**EXERCISE PROMPT:**
Would you return the entries exactly, with every line intact?

══════

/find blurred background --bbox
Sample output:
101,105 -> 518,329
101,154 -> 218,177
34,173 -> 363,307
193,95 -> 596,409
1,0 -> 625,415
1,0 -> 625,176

══════

**EXERCISE RESULT:**
/find blurred background --bbox
Sample output:
101,105 -> 518,329
101,154 -> 218,177
34,173 -> 363,307
193,95 -> 596,409
1,0 -> 625,415
1,0 -> 625,176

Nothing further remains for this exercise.